• _MATERIAAL VERKENNEN_
1) Neem het stuk uit de tekst over de zomertijd over van "Zomertijd ingegaan, nacht" tot en met "de biologische klok." en vervang daarin "daglicht" door "zonlicht".
2) Beantwoord deze vragen over de tekst over de zomertijd.
(a) Hoe laat ging de klok vooruit, en naar welk tijdstip?
(b) Wanneer wordt de klok weer een uur teruggezet?
(c) Welk ezelsbruggetje geeft de tekst voor het verzetten van de klok?
3) Schrijf een vervolg op de tekst over de zomertijd dat begint na de laatste zin.

• _BRONTEKST_
__________________________________________________

Zomertijd ingegaan, nacht een uurtje korter
De zomertijd is weer ingegaan. Om 02.00 uur ging de klok een uur vooruit naar 03.00 uur. Dat betekent voor de meeste mensen een uurtje minder slaap.
Door de zomertijd is het ’s ochtends langer donker maar in de avond langer licht. De zomertijd is ooit bedacht om mensen meer gebruik te laten maken van het daglicht. Dat zou kunnen besparen op elektrische verlichting. Tegenstanders betwijfelen dat en veel mensen zeggen fysiek last te hebben van het verschuiven van de tijd: het verstoort de biologische klok.
Voor mensen die het verzetten van winter- naar zomertijd verwarrend vinden, het ezelsbruggetje luidt: vóórjaar - klok vóóruit. In het laatste weekend van oktober wordt de klok weer een uur teruggezet en gaat de wintertijd in. De wintertijd is eigenlijk de ‘normale’ tijd.

__________________________________________________

• _FRAGMENTEN UIT DATASET_
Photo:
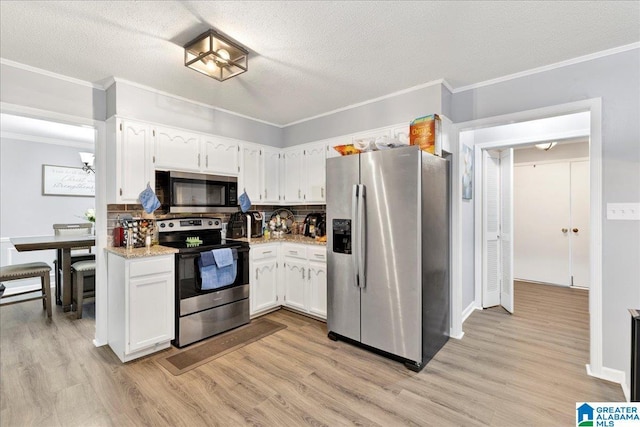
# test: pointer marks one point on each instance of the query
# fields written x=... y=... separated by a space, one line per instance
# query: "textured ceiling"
x=308 y=57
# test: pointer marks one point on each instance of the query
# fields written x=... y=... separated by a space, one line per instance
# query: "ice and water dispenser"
x=342 y=236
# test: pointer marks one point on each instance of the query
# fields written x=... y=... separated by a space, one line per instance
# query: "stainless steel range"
x=204 y=313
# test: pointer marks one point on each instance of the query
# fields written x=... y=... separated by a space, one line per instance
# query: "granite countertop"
x=287 y=238
x=155 y=250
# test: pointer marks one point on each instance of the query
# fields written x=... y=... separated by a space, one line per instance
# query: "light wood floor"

__________________________________________________

• _ANTWOORDEN PER ONDERDEEL_
1)
Zomertijd ingegaan, nacht een uurtje korter
De zomertijd is weer ingegaan. Om 02.00 uur ging de klok een uur vooruit naar 03.00 uur. Dat betekent voor de meeste mensen een uurtje minder slaap.
Door de zomertijd is het ’s ochtends langer donker maar in de avond langer licht. De zomertijd is ooit bedacht om mensen meer gebruik te laten maken van het zonlicht. Dat zou kunnen besparen op elektrische verlichting. Tegenstanders betwijfelen dat en veel mensen zeggen fysiek last te hebben van het verschuiven van de tijd: het verstoort de biologische klok.

2)
(a) Om 02.00 uur ging de klok naar 03.00 uur.
(b) In het laatste weekend van oktober.
(c) Vóórjaar - klok vóóruit.

3)
Een meerderheid van het Europees Parlement wilde vorig jaar af van het halfjaarlijkse verzetten van de klok. De EU-lidstaten moeten zelf kunnen bepalen of zij permanent op zomer- of wintertijd overschakelen, maar het parlement heeft een uitstelclausule aangenomen om te voorkomen dat er een wirwar aan verschillende tijden ontstaat in de Europese lidstaten. De Amerikaanse Senaat stemde eerder deze maand in met het permanent maken van de zomertijd.